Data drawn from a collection
[Begin]

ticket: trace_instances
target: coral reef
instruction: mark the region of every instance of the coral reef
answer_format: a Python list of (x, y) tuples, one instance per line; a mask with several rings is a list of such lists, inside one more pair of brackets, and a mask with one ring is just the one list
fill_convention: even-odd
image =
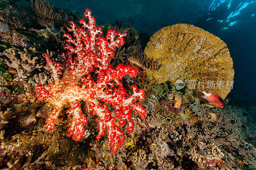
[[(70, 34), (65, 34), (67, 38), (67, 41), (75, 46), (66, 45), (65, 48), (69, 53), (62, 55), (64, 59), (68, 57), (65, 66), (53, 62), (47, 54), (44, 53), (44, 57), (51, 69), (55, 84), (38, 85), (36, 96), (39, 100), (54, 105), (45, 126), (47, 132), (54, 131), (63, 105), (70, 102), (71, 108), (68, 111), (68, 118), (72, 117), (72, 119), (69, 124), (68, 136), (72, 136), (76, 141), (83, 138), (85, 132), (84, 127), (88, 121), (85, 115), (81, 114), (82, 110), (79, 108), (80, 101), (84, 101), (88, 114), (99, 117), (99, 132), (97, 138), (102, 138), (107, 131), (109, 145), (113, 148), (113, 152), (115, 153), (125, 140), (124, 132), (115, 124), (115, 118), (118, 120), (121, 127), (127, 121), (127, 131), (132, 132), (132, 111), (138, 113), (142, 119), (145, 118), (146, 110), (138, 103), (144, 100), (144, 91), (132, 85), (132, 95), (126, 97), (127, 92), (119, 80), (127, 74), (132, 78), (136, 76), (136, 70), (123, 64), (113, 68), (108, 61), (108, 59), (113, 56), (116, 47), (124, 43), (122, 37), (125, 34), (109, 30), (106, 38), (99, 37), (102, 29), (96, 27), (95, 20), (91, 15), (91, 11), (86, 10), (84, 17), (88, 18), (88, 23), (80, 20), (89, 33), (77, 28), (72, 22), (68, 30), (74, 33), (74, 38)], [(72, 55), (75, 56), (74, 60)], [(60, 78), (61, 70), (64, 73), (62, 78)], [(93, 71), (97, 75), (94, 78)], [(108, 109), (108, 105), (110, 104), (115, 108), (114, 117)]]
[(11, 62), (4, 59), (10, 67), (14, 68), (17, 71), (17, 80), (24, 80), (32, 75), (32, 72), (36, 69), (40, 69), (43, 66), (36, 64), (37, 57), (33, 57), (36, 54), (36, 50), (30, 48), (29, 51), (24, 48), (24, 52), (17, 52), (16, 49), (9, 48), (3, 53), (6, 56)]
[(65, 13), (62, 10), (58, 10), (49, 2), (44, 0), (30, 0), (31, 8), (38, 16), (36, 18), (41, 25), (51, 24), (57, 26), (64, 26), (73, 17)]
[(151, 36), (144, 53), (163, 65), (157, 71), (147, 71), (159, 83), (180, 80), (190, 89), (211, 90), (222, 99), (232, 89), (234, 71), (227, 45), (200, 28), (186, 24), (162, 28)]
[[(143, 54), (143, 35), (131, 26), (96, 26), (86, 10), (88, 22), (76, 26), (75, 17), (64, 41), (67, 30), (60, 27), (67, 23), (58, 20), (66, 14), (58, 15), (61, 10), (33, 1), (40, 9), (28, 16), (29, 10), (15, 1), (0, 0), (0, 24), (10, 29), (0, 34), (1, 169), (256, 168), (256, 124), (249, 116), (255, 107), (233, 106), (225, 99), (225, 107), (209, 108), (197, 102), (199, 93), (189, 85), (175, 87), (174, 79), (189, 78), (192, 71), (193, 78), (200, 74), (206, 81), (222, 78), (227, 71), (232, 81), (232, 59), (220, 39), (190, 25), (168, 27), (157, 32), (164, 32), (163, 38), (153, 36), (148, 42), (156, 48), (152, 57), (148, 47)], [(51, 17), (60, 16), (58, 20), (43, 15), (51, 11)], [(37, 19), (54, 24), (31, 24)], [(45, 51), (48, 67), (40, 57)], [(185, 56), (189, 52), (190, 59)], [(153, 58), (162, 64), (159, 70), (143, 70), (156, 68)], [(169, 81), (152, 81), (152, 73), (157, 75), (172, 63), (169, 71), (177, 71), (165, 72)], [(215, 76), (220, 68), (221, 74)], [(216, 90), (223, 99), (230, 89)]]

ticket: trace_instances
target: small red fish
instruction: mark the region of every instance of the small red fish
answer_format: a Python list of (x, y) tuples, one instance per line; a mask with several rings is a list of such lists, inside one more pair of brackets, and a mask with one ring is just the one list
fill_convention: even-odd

[End]
[Begin]

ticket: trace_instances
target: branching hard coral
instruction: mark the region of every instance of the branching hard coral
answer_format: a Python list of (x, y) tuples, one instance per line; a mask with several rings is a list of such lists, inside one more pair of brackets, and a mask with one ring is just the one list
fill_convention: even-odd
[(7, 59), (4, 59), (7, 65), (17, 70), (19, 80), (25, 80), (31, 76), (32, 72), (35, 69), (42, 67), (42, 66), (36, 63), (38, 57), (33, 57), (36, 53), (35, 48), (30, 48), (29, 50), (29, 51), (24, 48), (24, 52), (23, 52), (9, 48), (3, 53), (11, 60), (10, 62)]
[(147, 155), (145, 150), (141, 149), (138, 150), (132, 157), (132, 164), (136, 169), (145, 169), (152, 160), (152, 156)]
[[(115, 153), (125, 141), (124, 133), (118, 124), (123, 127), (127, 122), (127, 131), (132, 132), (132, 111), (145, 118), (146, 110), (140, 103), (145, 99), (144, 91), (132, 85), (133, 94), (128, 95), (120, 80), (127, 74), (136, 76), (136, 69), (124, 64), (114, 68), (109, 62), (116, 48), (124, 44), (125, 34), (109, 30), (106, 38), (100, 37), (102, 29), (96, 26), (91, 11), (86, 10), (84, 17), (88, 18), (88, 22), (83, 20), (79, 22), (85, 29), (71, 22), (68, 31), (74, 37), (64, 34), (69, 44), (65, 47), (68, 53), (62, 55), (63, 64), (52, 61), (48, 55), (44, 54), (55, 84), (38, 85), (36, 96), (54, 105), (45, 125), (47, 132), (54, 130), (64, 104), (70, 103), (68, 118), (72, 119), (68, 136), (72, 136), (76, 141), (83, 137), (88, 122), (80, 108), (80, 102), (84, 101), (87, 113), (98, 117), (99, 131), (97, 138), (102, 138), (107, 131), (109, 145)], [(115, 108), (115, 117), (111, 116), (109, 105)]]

[End]
[Begin]

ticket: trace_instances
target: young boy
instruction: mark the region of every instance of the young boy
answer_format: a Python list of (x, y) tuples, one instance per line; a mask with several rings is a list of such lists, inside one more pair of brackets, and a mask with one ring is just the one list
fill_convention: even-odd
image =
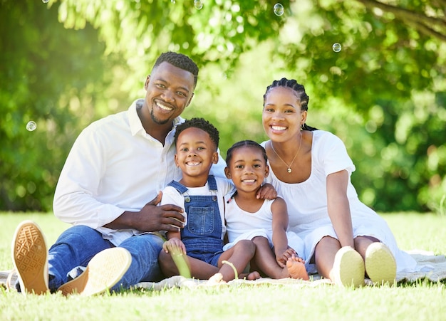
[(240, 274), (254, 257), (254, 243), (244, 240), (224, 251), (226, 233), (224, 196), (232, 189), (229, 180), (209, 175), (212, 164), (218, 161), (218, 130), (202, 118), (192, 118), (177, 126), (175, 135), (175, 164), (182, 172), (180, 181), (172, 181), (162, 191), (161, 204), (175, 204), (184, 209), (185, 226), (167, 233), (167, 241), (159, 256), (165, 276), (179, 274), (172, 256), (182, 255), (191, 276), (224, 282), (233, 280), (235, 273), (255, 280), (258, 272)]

[End]

#### TASK BRIEF
Gather every line of the records above that contains the word "hard".

#### WRITTEN ANSWER
target: branching hard coral
instruction: mark the region of every instance of the branching hard coral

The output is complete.